## TRY IT
Copy every line of the following data that includes the string "find".

══ RECORDS SUPPLIED ══

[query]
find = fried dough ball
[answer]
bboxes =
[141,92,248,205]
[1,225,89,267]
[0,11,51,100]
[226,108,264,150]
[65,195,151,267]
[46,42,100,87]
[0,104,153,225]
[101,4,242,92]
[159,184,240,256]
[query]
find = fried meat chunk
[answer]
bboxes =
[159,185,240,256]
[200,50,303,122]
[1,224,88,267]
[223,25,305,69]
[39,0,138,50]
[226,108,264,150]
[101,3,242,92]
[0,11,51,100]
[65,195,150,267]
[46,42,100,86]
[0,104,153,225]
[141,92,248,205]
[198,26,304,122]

═══

## EXERCISE RESULT
find = fried dough ball
find = fried meat chunk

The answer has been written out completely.